-- Passage to read --

= Sudha Patel =

Indian blind female sarpanch (born 1976)

Sudha Patel (born 1976) is India’s youngest elected blind female sarpanch. She was elected in June 1995 as the sarpanch of Changa village in Anand district, Gujarat. Patel is the recipient of the prestigious Ten Outstanding Young Persons of World (1997) award, Outstanding Woman Panchayat Leader of India award, and was awarded the Jagdish K Patel Award by the President of India.

== Early life and education ==

Patel was born in a farming family in Changa village of Petlad taluka in Gujarat's Anand district, about 120 km from Ahmedabad. Her father was previously the village sarpanch; both she and her sister have been visually-impaired since birth. She reveals that she is alive today only because a good harvest the year she was born that prevented her parents from infanticide as some villagers thought her to be lucky as Lakshmi, the goddess of wealth.

Patel is the first blind post-graduate in law from the Sardar Patel University in Anand, Gujarat, India. Due to her gender and her disability, she turned heads when she expressed her desire to become the sarpanch, but won elections to become the first woman sarpanch of her village.

== Career ==
Apart from being sarpanch, Patel now works as a project coordinator in a private trust in Anand that works to help children with physical disabilities. She was the honorary general secretary of the Anand branch of the National Association for the Blind and is a member of the Ahmedabad-based Blind People's Association.

As sarpanch, Sudha has focused on infrastructural development, by building borewells and water pumps to tackle water scarcity, and public hospitals conference halls etc. Education has been another priority; several computer-equipped schools for children of workers have been opened during her tenure as sarpanch. Patel has also been instrumental in generating income for the village by renting out lakes to companies. She also started family planning programmes, and mobilised over Indian Rupees 1 million for the development projects she runs.

-- Study material --
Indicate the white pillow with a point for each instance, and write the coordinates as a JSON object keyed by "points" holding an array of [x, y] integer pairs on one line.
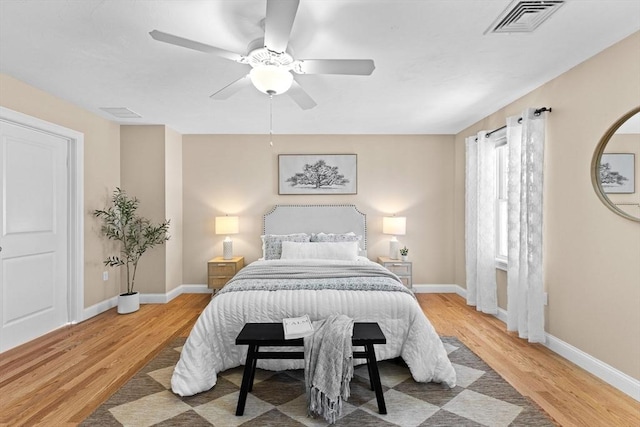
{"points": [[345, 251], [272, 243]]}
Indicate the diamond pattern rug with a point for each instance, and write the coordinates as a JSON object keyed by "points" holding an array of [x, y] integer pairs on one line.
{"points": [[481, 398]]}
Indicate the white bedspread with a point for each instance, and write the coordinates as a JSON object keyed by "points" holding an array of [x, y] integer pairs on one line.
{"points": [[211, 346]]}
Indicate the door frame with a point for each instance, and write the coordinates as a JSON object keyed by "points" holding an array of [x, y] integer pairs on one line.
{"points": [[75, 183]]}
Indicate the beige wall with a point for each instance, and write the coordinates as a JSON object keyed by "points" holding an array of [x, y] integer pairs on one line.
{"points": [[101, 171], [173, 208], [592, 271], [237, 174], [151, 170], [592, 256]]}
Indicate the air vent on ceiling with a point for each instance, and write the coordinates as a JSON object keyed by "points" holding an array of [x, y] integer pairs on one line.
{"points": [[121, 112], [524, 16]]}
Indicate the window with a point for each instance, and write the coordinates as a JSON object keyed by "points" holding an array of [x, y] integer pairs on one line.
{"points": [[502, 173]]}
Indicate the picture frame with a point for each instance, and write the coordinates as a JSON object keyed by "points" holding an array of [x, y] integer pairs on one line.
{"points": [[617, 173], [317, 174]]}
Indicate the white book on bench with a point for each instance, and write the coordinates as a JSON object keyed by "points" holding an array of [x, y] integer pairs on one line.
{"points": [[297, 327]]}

-- Assigned task --
Please continue the Sudha Patel article above, starting after its final sentence about the funds she raised for development projects.

-- Exercise answer --
Patel also runs many programmes for people with disabilities. She has conducted rehabilitation projects in around 85 villages of Petlad taluka, registering around 800 disabled people. Her door-to-door rehabilitation project for blind people and people with mental disabilities has trained parents, children and adults with an educational and rehabilitative approach. She has also taught disabled students under a state-sponsored programme for inclusive education and has admitted over 80 blind children in schools. Patel's work in arranging for writers to assist visually disabled students in writing the annual SSC and HSC exams is widely acclaimed.

Patel, who has made village fitness a personal aim, also teaches yoga to the people of her panchayat.

== Recognition ==
Patel has received national and international recognition for her work. On November 18, 1997, she became the youngest person to win the Young Person of the World, Junior Chamber International Award. That year she also received the Outstanding Young Person of the Nation Award conferred by Junior Chamber International, presented to her by the President of the Philippines. She is a recipient of the Outstanding Woman Panchayat Leader Award from the Institute of Social Sciences, New Delhi, and the Neelam Ranga National Award from the National Association for the Blind.